(TASK PROMPT): Give a verbatim repeat of the lines that run from the line containing "TARGET = baseball cap" to the end of the data below.

========

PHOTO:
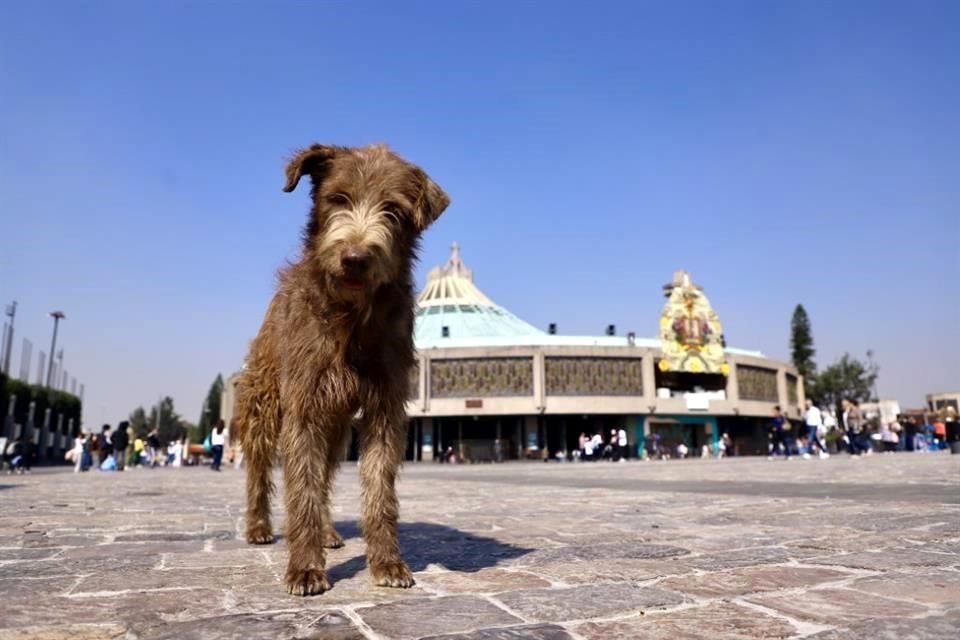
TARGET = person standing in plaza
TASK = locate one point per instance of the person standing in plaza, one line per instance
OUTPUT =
(783, 439)
(622, 444)
(138, 447)
(153, 447)
(853, 426)
(106, 448)
(813, 419)
(217, 439)
(120, 443)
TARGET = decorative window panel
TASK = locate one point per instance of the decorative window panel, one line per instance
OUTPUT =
(594, 376)
(414, 391)
(792, 391)
(757, 383)
(477, 377)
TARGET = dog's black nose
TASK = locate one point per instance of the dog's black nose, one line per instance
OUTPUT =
(355, 259)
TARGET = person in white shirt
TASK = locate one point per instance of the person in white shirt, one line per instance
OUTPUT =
(622, 443)
(814, 421)
(217, 439)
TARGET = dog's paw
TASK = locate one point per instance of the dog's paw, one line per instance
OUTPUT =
(306, 582)
(332, 540)
(392, 574)
(259, 535)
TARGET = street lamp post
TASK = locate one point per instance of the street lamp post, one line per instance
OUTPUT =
(57, 317)
(8, 339)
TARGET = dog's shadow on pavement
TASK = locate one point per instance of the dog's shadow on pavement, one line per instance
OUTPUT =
(427, 543)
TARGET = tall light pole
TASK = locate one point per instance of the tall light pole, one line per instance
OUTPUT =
(57, 317)
(11, 313)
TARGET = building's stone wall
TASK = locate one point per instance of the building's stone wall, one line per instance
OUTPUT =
(757, 383)
(478, 377)
(580, 376)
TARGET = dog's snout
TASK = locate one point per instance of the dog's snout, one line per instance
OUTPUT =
(355, 259)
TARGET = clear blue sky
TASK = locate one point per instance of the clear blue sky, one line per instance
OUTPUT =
(783, 152)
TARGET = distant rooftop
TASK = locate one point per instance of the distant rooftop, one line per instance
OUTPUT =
(452, 300)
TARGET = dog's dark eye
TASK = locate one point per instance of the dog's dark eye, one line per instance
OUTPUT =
(393, 208)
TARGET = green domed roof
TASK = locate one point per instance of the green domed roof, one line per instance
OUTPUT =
(452, 300)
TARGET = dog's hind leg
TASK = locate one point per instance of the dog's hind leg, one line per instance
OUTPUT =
(383, 441)
(306, 445)
(337, 453)
(259, 410)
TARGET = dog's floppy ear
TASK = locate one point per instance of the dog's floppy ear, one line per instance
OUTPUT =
(431, 203)
(308, 161)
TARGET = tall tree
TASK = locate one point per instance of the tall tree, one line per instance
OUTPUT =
(848, 378)
(140, 422)
(168, 424)
(801, 344)
(210, 412)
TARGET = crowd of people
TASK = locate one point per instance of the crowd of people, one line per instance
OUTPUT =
(593, 448)
(852, 432)
(121, 448)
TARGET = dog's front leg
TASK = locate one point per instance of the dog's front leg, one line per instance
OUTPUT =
(306, 494)
(383, 441)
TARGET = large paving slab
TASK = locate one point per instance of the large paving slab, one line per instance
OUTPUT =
(740, 548)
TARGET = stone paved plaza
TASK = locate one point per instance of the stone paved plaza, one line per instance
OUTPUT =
(743, 548)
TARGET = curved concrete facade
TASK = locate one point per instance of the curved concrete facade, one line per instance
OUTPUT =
(485, 376)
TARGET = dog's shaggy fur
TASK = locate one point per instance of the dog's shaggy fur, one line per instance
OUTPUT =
(337, 343)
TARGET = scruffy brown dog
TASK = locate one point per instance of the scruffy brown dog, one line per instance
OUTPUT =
(337, 340)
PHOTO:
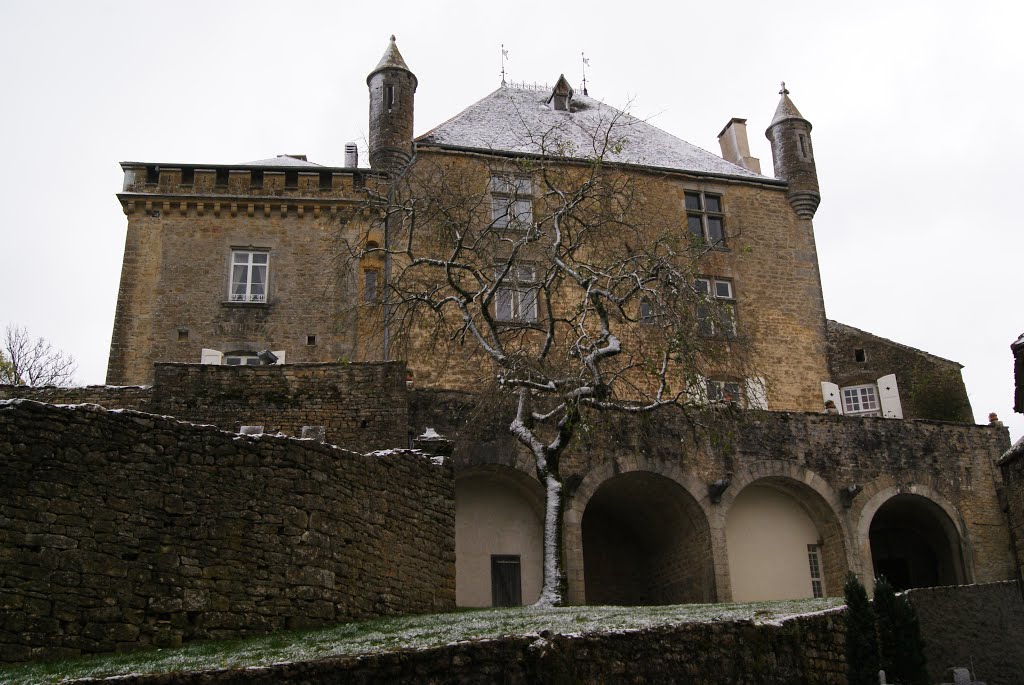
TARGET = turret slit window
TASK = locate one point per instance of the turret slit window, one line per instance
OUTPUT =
(511, 202)
(515, 299)
(717, 310)
(705, 218)
(249, 275)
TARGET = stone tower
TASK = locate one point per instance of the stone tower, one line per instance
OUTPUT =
(790, 134)
(392, 87)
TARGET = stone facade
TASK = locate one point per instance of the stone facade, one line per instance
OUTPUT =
(930, 387)
(361, 407)
(184, 223)
(122, 529)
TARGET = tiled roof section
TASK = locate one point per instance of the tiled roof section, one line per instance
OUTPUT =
(282, 161)
(513, 120)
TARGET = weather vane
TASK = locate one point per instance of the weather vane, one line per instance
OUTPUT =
(586, 62)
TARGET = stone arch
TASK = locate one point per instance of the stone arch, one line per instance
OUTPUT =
(636, 532)
(913, 536)
(804, 504)
(499, 512)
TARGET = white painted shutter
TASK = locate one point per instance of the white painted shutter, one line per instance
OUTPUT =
(830, 391)
(889, 397)
(757, 393)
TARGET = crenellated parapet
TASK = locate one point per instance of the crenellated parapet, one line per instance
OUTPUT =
(245, 189)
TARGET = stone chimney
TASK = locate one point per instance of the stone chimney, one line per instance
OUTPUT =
(735, 148)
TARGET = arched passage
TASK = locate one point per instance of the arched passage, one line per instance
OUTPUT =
(783, 543)
(645, 541)
(499, 537)
(914, 544)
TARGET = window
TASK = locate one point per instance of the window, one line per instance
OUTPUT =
(704, 217)
(511, 203)
(249, 271)
(371, 286)
(717, 314)
(862, 399)
(515, 299)
(727, 392)
(814, 559)
(242, 359)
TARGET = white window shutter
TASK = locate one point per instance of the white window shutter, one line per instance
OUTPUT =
(889, 397)
(830, 391)
(757, 393)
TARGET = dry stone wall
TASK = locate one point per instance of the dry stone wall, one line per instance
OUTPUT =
(980, 628)
(123, 529)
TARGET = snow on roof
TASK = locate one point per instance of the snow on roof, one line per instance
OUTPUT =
(514, 120)
(284, 161)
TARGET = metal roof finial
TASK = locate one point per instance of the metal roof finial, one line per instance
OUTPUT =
(586, 62)
(505, 55)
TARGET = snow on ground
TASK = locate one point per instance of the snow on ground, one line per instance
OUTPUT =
(415, 632)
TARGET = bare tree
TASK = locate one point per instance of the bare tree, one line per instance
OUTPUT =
(35, 362)
(569, 282)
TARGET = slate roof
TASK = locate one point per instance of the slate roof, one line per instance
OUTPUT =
(282, 161)
(520, 121)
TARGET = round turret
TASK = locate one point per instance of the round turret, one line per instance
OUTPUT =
(790, 134)
(392, 87)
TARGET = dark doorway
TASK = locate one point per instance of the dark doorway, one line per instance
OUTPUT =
(914, 544)
(506, 584)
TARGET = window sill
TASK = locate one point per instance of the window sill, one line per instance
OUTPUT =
(245, 305)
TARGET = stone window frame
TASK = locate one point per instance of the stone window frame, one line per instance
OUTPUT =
(511, 193)
(717, 315)
(520, 291)
(814, 565)
(861, 399)
(706, 217)
(248, 297)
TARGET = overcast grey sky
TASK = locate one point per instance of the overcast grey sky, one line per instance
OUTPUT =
(915, 108)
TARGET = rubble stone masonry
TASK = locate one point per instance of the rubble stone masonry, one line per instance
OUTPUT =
(123, 529)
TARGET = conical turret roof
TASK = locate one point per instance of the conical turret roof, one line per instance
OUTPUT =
(391, 59)
(785, 110)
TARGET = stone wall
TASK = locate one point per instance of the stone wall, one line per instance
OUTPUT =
(124, 529)
(930, 387)
(978, 627)
(1012, 466)
(805, 649)
(814, 458)
(361, 407)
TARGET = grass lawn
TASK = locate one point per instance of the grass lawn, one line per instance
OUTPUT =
(416, 632)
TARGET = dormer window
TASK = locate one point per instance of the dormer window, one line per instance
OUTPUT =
(561, 95)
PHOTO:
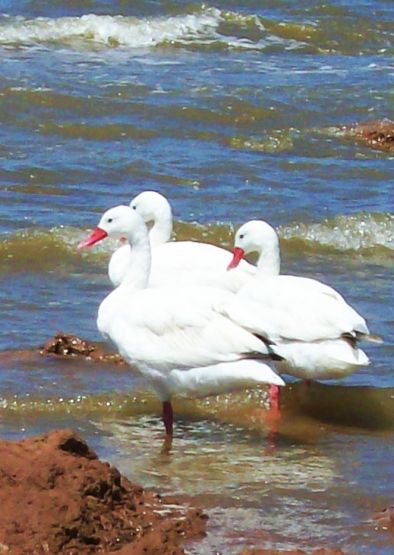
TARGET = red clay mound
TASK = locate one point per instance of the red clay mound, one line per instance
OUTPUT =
(56, 497)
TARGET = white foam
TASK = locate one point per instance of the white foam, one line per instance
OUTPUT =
(110, 30)
(199, 27)
(351, 232)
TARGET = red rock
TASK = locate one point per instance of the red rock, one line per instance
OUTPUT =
(65, 345)
(377, 134)
(57, 497)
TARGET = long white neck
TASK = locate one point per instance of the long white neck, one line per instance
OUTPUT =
(138, 262)
(161, 230)
(268, 263)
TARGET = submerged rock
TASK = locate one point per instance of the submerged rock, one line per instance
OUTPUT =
(322, 551)
(57, 497)
(66, 345)
(376, 134)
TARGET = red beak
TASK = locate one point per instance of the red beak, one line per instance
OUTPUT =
(97, 235)
(238, 255)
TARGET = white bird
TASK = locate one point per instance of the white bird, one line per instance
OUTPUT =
(315, 328)
(189, 262)
(175, 335)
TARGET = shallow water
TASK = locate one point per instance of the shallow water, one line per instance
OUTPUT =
(234, 112)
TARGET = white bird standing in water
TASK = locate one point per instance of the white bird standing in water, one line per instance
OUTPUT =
(175, 335)
(315, 328)
(187, 262)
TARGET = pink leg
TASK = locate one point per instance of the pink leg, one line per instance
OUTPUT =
(273, 416)
(274, 397)
(168, 417)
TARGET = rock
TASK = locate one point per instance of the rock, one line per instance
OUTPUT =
(57, 497)
(323, 551)
(376, 134)
(66, 345)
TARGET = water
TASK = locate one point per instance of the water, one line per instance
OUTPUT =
(234, 112)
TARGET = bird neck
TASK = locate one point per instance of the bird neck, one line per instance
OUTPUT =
(268, 263)
(139, 264)
(161, 230)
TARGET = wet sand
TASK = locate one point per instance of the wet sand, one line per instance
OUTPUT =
(88, 506)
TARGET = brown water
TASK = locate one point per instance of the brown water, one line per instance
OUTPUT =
(234, 111)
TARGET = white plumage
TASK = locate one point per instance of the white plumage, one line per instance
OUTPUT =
(176, 336)
(316, 329)
(189, 262)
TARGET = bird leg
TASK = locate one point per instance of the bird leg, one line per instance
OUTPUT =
(274, 396)
(168, 417)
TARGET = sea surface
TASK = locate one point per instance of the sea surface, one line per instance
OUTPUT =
(233, 110)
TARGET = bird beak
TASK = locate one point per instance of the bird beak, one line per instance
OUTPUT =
(96, 235)
(238, 255)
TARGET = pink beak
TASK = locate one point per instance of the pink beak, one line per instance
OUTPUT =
(97, 235)
(238, 255)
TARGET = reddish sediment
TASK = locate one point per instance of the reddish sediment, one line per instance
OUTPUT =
(64, 345)
(322, 551)
(377, 134)
(57, 497)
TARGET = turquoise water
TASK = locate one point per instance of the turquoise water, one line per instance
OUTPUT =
(234, 112)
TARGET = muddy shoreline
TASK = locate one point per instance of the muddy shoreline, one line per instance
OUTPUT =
(57, 497)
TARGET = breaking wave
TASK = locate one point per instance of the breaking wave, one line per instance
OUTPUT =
(367, 234)
(208, 27)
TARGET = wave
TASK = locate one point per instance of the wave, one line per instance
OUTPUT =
(364, 407)
(207, 27)
(366, 234)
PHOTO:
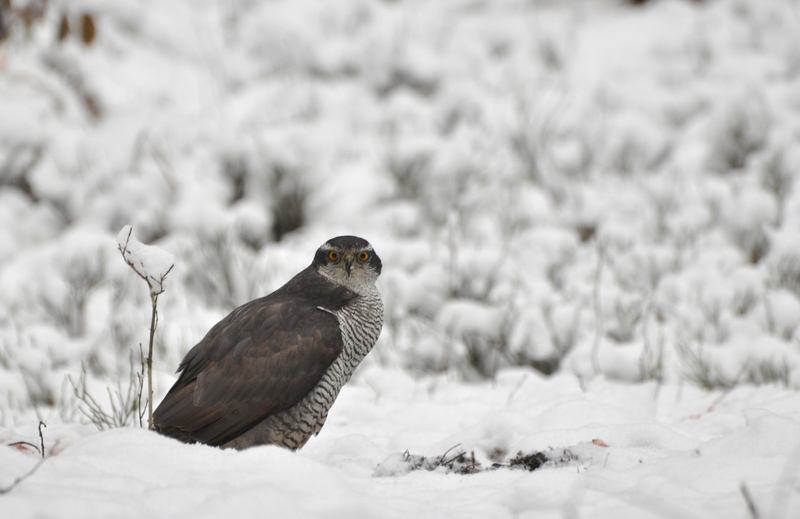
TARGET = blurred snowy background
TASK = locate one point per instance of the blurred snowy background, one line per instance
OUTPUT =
(585, 187)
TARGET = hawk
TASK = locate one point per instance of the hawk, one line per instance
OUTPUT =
(270, 371)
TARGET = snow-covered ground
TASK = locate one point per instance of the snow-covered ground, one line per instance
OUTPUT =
(668, 455)
(582, 188)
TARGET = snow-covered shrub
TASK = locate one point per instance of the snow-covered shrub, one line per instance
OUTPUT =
(740, 127)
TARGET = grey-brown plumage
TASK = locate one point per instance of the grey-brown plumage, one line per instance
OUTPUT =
(270, 371)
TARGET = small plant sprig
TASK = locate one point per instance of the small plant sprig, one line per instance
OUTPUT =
(152, 265)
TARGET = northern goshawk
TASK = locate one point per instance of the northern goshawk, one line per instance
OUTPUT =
(270, 371)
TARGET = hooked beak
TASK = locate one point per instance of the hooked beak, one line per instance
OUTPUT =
(348, 264)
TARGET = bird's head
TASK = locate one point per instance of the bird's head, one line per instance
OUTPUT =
(349, 261)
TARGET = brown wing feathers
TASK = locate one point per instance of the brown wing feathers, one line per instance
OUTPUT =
(262, 358)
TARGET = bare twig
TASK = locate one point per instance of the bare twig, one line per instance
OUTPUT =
(598, 309)
(156, 289)
(441, 459)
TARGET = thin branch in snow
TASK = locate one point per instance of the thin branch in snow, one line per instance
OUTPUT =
(598, 309)
(153, 265)
(41, 436)
(22, 478)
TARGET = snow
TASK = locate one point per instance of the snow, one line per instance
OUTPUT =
(587, 213)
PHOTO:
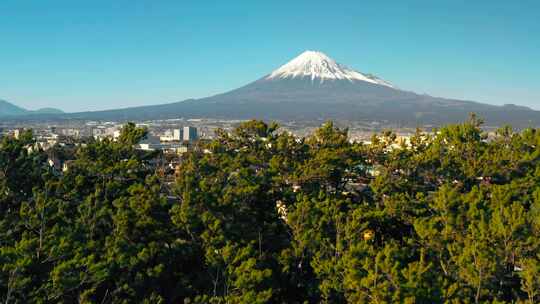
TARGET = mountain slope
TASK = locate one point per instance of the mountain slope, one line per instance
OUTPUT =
(313, 86)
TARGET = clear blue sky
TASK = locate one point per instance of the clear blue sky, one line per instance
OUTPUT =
(88, 55)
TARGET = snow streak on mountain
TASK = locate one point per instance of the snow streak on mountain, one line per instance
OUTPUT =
(318, 66)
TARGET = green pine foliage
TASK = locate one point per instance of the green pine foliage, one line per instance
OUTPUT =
(259, 216)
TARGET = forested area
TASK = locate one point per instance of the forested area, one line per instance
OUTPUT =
(259, 216)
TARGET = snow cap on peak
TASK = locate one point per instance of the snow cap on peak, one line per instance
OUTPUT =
(318, 66)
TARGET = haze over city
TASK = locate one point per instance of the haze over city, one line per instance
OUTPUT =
(102, 55)
(264, 152)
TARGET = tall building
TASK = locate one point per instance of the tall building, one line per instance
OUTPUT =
(177, 134)
(190, 133)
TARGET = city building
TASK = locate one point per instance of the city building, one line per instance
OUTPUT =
(190, 134)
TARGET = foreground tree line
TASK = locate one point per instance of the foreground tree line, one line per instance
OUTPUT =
(259, 216)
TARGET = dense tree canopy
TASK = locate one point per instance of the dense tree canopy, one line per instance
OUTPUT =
(260, 216)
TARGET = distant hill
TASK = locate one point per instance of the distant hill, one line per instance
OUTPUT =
(8, 110)
(313, 86)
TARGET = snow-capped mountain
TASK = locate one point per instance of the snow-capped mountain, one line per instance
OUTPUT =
(317, 66)
(314, 87)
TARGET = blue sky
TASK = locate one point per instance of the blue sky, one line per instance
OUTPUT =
(89, 55)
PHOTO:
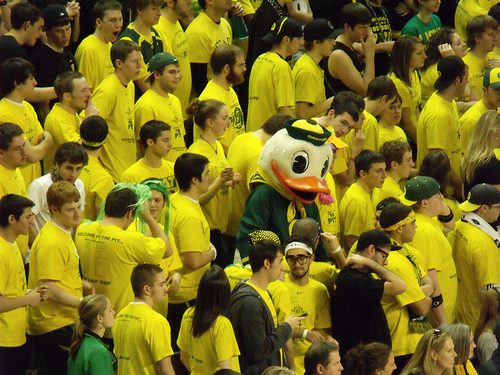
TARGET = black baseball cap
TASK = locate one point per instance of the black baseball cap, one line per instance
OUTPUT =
(376, 238)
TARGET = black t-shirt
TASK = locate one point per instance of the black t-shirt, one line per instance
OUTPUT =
(49, 64)
(357, 314)
(9, 47)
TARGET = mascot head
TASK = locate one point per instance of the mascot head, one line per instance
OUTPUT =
(297, 158)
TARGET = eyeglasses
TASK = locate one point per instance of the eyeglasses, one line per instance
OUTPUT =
(301, 259)
(386, 254)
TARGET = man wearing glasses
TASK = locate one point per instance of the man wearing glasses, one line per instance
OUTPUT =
(357, 314)
(308, 297)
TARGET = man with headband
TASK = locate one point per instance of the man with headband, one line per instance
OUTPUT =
(406, 312)
(358, 295)
(308, 297)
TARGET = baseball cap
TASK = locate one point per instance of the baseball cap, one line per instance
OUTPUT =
(492, 78)
(281, 28)
(53, 15)
(159, 61)
(318, 29)
(418, 188)
(479, 195)
(376, 238)
(449, 68)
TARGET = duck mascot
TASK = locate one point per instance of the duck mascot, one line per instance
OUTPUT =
(292, 165)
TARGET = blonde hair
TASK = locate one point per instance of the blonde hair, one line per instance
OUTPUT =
(432, 340)
(482, 145)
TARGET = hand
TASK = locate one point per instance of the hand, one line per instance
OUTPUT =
(174, 283)
(33, 298)
(91, 109)
(237, 9)
(446, 50)
(314, 336)
(368, 44)
(294, 321)
(44, 292)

========

(RESPONSE FOR THIS EXERCISE):
TARGET = baseball cap
TASK = locate one point per instance of the baseball cap, one line per instance
OUTPUT =
(492, 78)
(281, 28)
(53, 15)
(159, 61)
(318, 29)
(418, 188)
(479, 195)
(376, 238)
(449, 68)
TARGET = duck mascot
TASK = locate one point per instance of the duck mascot, one line per instance
OUTPUT =
(292, 165)
TARGET = blonde hair
TASK = locate one point per instance of the blonde hair, one line per instance
OUTPUT =
(432, 340)
(482, 145)
TARGET = hand
TASK = locate one point per instance of the hand, one line per instance
OUTPUT =
(174, 283)
(33, 298)
(91, 109)
(237, 9)
(446, 50)
(314, 336)
(368, 44)
(294, 321)
(44, 292)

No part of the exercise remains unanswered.